▸ **Problem to solve**: Rewrite every one of the items below with "positive clicks" swapped for "positive points", leaving everything else untouched.

======== Extracted material

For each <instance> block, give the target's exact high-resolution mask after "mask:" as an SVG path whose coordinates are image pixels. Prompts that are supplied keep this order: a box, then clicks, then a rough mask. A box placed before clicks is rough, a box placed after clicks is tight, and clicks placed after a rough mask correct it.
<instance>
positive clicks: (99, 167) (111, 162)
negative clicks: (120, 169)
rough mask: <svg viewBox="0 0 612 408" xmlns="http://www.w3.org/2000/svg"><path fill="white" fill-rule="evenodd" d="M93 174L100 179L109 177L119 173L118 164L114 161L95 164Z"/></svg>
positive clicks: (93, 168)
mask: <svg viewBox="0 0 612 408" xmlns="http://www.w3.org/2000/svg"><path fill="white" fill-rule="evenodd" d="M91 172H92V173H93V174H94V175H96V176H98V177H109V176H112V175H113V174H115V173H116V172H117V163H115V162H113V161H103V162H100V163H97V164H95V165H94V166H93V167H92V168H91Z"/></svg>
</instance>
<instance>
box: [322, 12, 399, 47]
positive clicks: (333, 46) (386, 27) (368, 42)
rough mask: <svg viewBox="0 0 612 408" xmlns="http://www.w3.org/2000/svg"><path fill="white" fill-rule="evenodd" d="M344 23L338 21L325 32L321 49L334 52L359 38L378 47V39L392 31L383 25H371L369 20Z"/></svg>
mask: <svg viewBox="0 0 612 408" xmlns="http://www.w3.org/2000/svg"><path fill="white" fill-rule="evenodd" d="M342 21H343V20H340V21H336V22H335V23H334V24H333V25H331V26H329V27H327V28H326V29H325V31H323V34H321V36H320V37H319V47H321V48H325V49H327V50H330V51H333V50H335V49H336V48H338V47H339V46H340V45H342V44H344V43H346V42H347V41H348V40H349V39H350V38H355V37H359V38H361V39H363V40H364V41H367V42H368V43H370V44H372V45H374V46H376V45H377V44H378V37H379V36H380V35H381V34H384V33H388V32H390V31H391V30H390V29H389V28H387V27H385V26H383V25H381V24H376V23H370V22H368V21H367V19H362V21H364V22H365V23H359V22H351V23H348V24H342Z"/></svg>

================

▸ **Exercise output**:
For each <instance> block, give the target's exact high-resolution mask after "mask:" as an SVG path whose coordinates are image pixels. Prompts that are supplied keep this order: a box, then clicks, then a rough mask. A box placed before clicks is rough, a box placed after clicks is tight, and clicks placed after a rough mask correct it.
<instance>
positive points: (99, 167) (111, 162)
negative clicks: (120, 169)
rough mask: <svg viewBox="0 0 612 408" xmlns="http://www.w3.org/2000/svg"><path fill="white" fill-rule="evenodd" d="M93 174L100 179L109 177L119 173L118 164L114 161L95 164Z"/></svg>
positive points: (93, 168)
mask: <svg viewBox="0 0 612 408" xmlns="http://www.w3.org/2000/svg"><path fill="white" fill-rule="evenodd" d="M91 172H92V173H93V174H94V175H96V176H98V177H109V176H112V175H113V174H115V173H116V172H117V163H115V162H113V161H103V162H100V163H97V164H95V165H94V166H93V167H92V168H91Z"/></svg>
</instance>
<instance>
box: [322, 12, 399, 47]
positive points: (333, 46) (386, 27) (368, 42)
rough mask: <svg viewBox="0 0 612 408" xmlns="http://www.w3.org/2000/svg"><path fill="white" fill-rule="evenodd" d="M344 23L338 21L325 32L321 49L334 52L359 38L378 47V39L392 31L383 25H371L369 20Z"/></svg>
mask: <svg viewBox="0 0 612 408" xmlns="http://www.w3.org/2000/svg"><path fill="white" fill-rule="evenodd" d="M342 21H343V20H340V21H336V22H335V23H334V24H333V25H331V26H329V27H327V28H326V29H325V31H323V34H321V36H320V37H319V47H321V48H325V49H327V50H330V51H333V50H335V49H336V48H338V47H339V46H340V45H342V44H344V43H346V42H347V41H348V40H349V39H350V38H355V37H359V38H361V39H363V40H364V41H367V42H368V43H370V44H372V45H374V46H376V45H377V44H378V37H379V36H380V35H381V34H384V33H388V32H390V31H391V30H390V29H389V28H387V27H385V26H383V25H381V24H376V23H370V22H368V21H367V19H362V21H364V22H365V23H359V22H351V23H348V24H342Z"/></svg>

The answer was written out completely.